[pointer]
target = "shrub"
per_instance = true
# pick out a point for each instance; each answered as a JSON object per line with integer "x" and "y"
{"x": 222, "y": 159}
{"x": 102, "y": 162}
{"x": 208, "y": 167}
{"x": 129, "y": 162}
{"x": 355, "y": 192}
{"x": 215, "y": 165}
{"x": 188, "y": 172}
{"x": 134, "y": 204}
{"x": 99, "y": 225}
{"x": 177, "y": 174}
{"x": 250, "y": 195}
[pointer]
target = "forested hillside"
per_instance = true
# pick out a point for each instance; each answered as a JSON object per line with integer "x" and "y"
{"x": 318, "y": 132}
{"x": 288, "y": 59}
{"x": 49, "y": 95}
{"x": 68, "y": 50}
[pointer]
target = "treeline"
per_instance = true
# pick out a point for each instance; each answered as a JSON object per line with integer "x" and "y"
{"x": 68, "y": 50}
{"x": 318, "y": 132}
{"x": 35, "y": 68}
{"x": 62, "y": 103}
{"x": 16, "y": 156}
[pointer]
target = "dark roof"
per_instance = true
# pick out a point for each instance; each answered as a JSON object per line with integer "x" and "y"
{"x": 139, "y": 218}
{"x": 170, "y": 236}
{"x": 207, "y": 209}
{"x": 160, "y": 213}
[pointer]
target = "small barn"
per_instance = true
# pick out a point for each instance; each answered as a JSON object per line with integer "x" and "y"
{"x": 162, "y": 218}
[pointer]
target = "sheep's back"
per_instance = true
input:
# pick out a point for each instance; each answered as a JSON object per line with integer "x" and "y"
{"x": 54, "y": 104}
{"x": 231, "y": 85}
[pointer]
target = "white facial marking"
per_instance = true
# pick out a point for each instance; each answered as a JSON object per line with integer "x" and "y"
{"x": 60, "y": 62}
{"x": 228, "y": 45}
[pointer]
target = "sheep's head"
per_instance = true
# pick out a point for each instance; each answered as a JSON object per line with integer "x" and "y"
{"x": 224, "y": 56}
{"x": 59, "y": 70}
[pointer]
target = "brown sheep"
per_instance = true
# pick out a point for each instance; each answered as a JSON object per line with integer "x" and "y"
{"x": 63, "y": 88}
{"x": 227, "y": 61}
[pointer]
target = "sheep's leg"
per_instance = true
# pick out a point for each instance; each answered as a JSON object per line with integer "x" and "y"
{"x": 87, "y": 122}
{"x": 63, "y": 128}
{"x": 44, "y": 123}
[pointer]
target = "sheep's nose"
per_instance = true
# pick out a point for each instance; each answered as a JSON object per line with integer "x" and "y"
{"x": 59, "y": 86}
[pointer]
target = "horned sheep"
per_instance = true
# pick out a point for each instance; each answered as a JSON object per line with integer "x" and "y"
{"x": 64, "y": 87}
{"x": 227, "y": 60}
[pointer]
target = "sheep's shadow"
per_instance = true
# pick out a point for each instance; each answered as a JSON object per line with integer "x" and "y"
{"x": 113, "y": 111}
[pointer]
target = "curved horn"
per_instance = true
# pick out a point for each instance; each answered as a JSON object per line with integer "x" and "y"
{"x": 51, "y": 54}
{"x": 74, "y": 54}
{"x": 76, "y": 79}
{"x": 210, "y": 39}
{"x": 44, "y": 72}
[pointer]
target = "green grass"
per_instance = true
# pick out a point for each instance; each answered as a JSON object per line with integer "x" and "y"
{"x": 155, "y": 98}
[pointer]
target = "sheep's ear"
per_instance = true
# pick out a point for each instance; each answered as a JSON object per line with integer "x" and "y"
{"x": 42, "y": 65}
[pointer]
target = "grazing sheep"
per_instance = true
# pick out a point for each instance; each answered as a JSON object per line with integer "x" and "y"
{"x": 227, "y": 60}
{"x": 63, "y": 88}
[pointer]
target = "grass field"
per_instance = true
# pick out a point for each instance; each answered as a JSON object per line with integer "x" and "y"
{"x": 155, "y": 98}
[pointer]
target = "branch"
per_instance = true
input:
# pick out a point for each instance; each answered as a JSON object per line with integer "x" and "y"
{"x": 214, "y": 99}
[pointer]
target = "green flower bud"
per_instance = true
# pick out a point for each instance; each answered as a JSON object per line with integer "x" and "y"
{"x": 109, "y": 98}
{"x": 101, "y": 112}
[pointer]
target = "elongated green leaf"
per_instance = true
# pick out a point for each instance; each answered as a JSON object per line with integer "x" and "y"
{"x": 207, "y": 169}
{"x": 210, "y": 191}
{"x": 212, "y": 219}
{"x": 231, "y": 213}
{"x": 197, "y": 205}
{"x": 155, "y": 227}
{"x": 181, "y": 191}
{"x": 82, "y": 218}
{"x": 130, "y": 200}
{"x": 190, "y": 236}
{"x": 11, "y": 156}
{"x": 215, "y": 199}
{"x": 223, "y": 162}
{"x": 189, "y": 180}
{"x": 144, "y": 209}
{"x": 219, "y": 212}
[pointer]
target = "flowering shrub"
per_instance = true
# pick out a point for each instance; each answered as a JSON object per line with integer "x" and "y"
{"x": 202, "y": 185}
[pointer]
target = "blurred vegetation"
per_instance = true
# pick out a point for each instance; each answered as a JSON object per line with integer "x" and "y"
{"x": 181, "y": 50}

### What the task asks
Every record above should be output exactly.

### Solution
[pointer]
target = "shrub"
per_instance = true
# pick out a point for each instance; each answered as a JSON object per line with integer "x" and "y"
{"x": 222, "y": 159}
{"x": 102, "y": 162}
{"x": 208, "y": 167}
{"x": 129, "y": 162}
{"x": 355, "y": 192}
{"x": 215, "y": 165}
{"x": 188, "y": 172}
{"x": 134, "y": 204}
{"x": 99, "y": 225}
{"x": 177, "y": 174}
{"x": 250, "y": 195}
[pointer]
target = "forested hillside"
per_instance = true
# pick out a point for each instance; each answered as a JSON object per line with integer "x" and "y"
{"x": 318, "y": 132}
{"x": 288, "y": 59}
{"x": 49, "y": 95}
{"x": 68, "y": 50}
[pointer]
target = "treeline"
per_instance = true
# pick out a point for each instance; each answered as a JSON object per line with integer "x" and "y"
{"x": 68, "y": 50}
{"x": 318, "y": 132}
{"x": 35, "y": 68}
{"x": 62, "y": 103}
{"x": 16, "y": 156}
[pointer]
target = "dark roof"
per_instance = true
# pick out a point for each instance; each answered as a JSON object per line with integer "x" and "y"
{"x": 139, "y": 218}
{"x": 170, "y": 236}
{"x": 207, "y": 209}
{"x": 160, "y": 213}
[pointer]
target = "small barn"
per_instance = true
# pick out a point for each instance; each answered as a JSON object per line with integer "x" and "y"
{"x": 162, "y": 218}
[pointer]
target = "sheep's back"
per_instance = true
input:
# pick out a point for each instance; each answered as a JSON object per line with integer "x" and "y"
{"x": 54, "y": 104}
{"x": 231, "y": 85}
[pointer]
target = "white facial marking"
per_instance = true
# pick out a point for each instance; each answered as a JSON object per line with integer "x" and "y"
{"x": 60, "y": 62}
{"x": 228, "y": 45}
[pointer]
target = "sheep's head"
per_instance = true
# pick out a point for each instance; each answered as a JSON object per line with integer "x" and "y"
{"x": 224, "y": 56}
{"x": 59, "y": 70}
[pointer]
target = "brown sheep"
per_instance = true
# pick out a point for each instance; each answered as a JSON object per line with integer "x" and "y"
{"x": 63, "y": 88}
{"x": 227, "y": 61}
[pointer]
target = "sheep's leg"
per_instance = true
# pick out a point for each instance; each answered as a JSON object per line with integer "x" and "y"
{"x": 87, "y": 122}
{"x": 63, "y": 128}
{"x": 44, "y": 123}
[pointer]
target = "sheep's nose"
per_instance = true
# pick out a point for each instance; each answered as a JSON object per line with integer "x" and "y"
{"x": 59, "y": 86}
[pointer]
target = "horned sheep"
per_instance = true
# pick out a point for each instance; each answered as a JSON object per line with integer "x" and "y"
{"x": 64, "y": 87}
{"x": 227, "y": 60}
[pointer]
target = "sheep's shadow"
per_instance = true
# pick out a point for each instance; each answered as a JSON object per line with integer "x" and "y"
{"x": 113, "y": 111}
[pointer]
target = "curved horn"
per_instance = true
# pick out a point for each instance; each answered as a JSON object per line with integer "x" and "y"
{"x": 51, "y": 54}
{"x": 74, "y": 54}
{"x": 76, "y": 79}
{"x": 210, "y": 39}
{"x": 44, "y": 72}
[pointer]
target = "green grass"
per_instance = true
# pick out a point for each instance; each answered as a JSON object per line with integer "x" and "y"
{"x": 155, "y": 98}
[pointer]
target = "sheep's ear"
per_instance = true
# pick out a point for each instance; each answered as a JSON object per line with integer "x" and "y"
{"x": 42, "y": 65}
[pointer]
target = "grazing sheep"
per_instance = true
# pick out a point for each instance; each answered as a JSON object per line with integer "x" and "y"
{"x": 227, "y": 60}
{"x": 63, "y": 88}
[pointer]
target = "grass field"
per_instance = true
# pick out a point for each instance; each answered as a JSON object per line with integer "x" and "y"
{"x": 155, "y": 98}
[pointer]
target = "branch"
per_instance = true
input:
# pick out a point for each instance; each answered as a JSON object per line with integer "x" and "y"
{"x": 214, "y": 99}
[pointer]
target = "green flower bud"
per_instance = true
# pick out a point for each instance; each answered as a JSON object per line with integer "x" and "y"
{"x": 109, "y": 98}
{"x": 101, "y": 112}
[pointer]
target = "elongated green leaf"
per_instance = true
# pick out a point for each instance; each answered as a JSON object per line with integer "x" and "y"
{"x": 207, "y": 169}
{"x": 210, "y": 191}
{"x": 212, "y": 219}
{"x": 231, "y": 213}
{"x": 197, "y": 205}
{"x": 155, "y": 227}
{"x": 181, "y": 191}
{"x": 82, "y": 218}
{"x": 130, "y": 200}
{"x": 190, "y": 236}
{"x": 11, "y": 156}
{"x": 215, "y": 199}
{"x": 223, "y": 162}
{"x": 189, "y": 180}
{"x": 144, "y": 209}
{"x": 219, "y": 212}
[pointer]
target = "flowering shrub"
per_instance = true
# pick out a point for each instance; each answered as a JSON object per line with integer "x" and "y"
{"x": 202, "y": 185}
[pointer]
target = "blurred vegetation"
per_instance = true
# pick out a point for each instance; each answered as a JSON object per line with integer "x" and "y"
{"x": 181, "y": 50}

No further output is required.